● **YOUR OBJECTIVE**:
Repeat the entire listing below exactly.

····················

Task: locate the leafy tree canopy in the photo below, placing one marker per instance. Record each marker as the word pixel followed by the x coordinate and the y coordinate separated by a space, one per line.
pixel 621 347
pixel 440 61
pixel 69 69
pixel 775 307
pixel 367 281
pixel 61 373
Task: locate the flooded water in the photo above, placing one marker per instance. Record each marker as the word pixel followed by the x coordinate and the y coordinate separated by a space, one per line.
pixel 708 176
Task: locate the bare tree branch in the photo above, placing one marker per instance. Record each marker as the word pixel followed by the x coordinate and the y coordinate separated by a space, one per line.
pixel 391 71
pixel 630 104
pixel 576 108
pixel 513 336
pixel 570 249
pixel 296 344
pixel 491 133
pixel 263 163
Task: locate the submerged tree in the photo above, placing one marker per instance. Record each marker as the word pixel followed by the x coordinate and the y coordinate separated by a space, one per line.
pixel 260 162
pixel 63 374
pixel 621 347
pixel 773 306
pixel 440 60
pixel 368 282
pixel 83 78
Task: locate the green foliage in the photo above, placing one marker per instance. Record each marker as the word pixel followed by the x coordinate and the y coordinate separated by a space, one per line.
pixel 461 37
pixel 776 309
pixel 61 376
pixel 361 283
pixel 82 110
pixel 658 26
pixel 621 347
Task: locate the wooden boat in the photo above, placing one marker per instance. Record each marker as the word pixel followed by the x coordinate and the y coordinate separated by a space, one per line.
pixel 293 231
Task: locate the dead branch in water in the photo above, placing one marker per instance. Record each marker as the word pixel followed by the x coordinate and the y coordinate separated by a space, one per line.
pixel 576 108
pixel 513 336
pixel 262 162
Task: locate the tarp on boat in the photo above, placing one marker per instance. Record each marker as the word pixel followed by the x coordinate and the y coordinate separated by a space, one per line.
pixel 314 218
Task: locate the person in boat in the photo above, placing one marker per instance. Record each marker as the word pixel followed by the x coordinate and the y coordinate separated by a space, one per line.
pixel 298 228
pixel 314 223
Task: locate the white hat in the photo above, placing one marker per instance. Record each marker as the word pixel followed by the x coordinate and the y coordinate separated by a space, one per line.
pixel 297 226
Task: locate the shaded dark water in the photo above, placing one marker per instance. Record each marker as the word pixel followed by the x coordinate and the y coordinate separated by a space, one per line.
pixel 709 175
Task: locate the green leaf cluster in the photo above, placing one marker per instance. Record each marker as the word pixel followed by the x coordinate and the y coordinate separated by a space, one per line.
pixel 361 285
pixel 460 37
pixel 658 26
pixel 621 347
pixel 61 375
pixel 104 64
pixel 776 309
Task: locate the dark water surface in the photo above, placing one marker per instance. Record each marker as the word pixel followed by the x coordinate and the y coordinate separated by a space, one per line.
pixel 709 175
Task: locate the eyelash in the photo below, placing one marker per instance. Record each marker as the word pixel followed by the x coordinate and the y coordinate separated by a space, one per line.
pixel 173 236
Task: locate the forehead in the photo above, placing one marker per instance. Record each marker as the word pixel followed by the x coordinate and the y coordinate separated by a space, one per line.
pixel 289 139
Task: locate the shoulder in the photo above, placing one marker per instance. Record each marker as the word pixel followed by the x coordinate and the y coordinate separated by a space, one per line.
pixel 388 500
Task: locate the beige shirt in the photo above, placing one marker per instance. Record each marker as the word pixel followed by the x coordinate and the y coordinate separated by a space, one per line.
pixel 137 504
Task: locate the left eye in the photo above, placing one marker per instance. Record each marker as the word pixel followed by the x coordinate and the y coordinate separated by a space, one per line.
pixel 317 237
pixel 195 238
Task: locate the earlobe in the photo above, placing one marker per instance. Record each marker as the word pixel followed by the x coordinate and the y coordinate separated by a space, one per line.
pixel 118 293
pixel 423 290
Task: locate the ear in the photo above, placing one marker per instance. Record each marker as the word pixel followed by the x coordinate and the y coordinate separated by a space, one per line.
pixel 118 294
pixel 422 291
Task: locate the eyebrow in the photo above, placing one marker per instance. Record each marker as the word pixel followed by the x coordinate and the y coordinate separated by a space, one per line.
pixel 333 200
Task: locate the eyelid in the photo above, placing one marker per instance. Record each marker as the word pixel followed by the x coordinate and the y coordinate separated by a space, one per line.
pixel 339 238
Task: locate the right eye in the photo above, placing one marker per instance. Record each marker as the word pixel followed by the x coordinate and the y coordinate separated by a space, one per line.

····················

● **EXERCISE RESPONSE**:
Task: locate the leafy tree canopy in the photo below, placing one marker per instance. Record each marker as the word pixel followed by the x coordinate and the y coordinate separated by a space, one per line.
pixel 621 347
pixel 440 61
pixel 69 69
pixel 775 307
pixel 367 281
pixel 61 373
Task: locate the flooded water in the photo above, placing one marker per instance. Record each marker as the word pixel followed by the x coordinate and the y coordinate separated by a space, one per line.
pixel 708 176
Task: locate the bare tree branch in the photo above, placing one marker per instance. Record each marker as the word pixel followed by the x coordinate and the y coordinate separated by a space, one per line.
pixel 391 71
pixel 630 104
pixel 576 108
pixel 513 336
pixel 570 249
pixel 296 344
pixel 491 133
pixel 263 163
Task: locate the submerged tree in the photo above, placing one marker per instance. Record each marker as the word pixel followed by the x coordinate and the y coordinate separated by a space, one per line.
pixel 260 162
pixel 63 374
pixel 621 347
pixel 773 306
pixel 440 60
pixel 368 282
pixel 83 78
Task: locate the green foliage in the photo above, placing one marker per instance. Record each marker as the word pixel followed by the x coordinate and the y coordinate separated by a space, one per line.
pixel 461 37
pixel 776 309
pixel 61 376
pixel 361 283
pixel 82 110
pixel 658 26
pixel 621 347
Task: locate the wooden boat in the photo above, placing one marker per instance. Record each marker as the word pixel followed by the x coordinate and the y coordinate separated by a space, one per line.
pixel 293 231
Task: locate the dead branch in water in the photo above, placing one marker per instance. Record each marker as the word pixel followed by the x coordinate and the y coordinate separated by a space, one per line.
pixel 576 108
pixel 513 336
pixel 262 162
Task: locate the tarp on boat in the photo above, placing one marker per instance. Record each marker as the word pixel followed by the x coordinate and the y coordinate separated by a space, one per line.
pixel 314 218
Task: locate the person in boat in the photo above, placing one marker per instance. Record each marker as the word pixel followed by the x coordinate and the y coordinate separated by a space, one per line.
pixel 298 228
pixel 314 223
Task: locate the white hat in the photo above, placing one marker per instance. Record each marker as the word pixel followed by the x coordinate and the y coordinate separated by a space, one per line.
pixel 297 226
Task: locate the shaded dark water in the photo above, placing one marker per instance. Record each marker as the word pixel followed by the x coordinate and the y coordinate separated by a space, one per line.
pixel 709 175
Task: locate the green leaf cluster in the photo above, placing one marker per instance. Record each marker as the word pixel followed by the x coordinate and the y coordinate separated by a space, one per line.
pixel 361 285
pixel 460 37
pixel 658 26
pixel 621 347
pixel 61 375
pixel 104 64
pixel 776 309
Task: locate the dark water surface in the photo above, placing one marker per instance. Record each marker as the word pixel followed by the x coordinate and the y coordinate separated by a space, one per line.
pixel 709 175
Task: locate the eyelash in the photo below, placing one marker per instance. Record each marker as the word pixel followed by the x coordinate and the y coordinate separated by a space, one per line.
pixel 173 236
Task: locate the forehead in the photo above, placing one marker per instance. Record each marker as the word pixel followed by the x coordinate and the y coordinate separated by a space, one per line.
pixel 289 139
Task: locate the shoulder in the photo above, placing one marker per instance. Record each marker as the word pixel followed by the x coordinate and the y coordinate separated by a space, one per line.
pixel 388 500
Task: locate the beige shirt in the photo above, placing one marker per instance. Record each marker as the word pixel followed by the x coordinate and the y coordinate separated by a space, one per line.
pixel 137 504
Task: locate the left eye in the photo above, placing one marker per instance. Record each marker as the word pixel followed by the x coordinate and the y coordinate separated by a space, one per line.
pixel 317 237
pixel 195 238
Task: locate the earlobe in the photo above, placing one marker per instance. Record each marker as the word pixel followed by the x coordinate and the y coordinate separated by a space, one per line.
pixel 118 293
pixel 423 290
Task: locate the ear in the photo above, placing one marker per instance. Record each marker as the word pixel followed by the x coordinate and the y coordinate separated by a space, one per line.
pixel 118 294
pixel 422 291
Task: locate the eyebrow in the photo above, placing one marker per instance. Record each marker as the word pixel followed by the x coordinate and the y coordinate separated by a space, one per line.
pixel 333 200
Task: locate the eyelid in the photo above, placing one marker per instance. Record each marker as the word pixel followed by the x coordinate and the y coordinate separated by a space, one per line.
pixel 339 238
Task: locate the right eye in the photo above, placing one marker per instance. Record each marker as the word pixel followed by the x coordinate and the y coordinate separated by a space, one per line.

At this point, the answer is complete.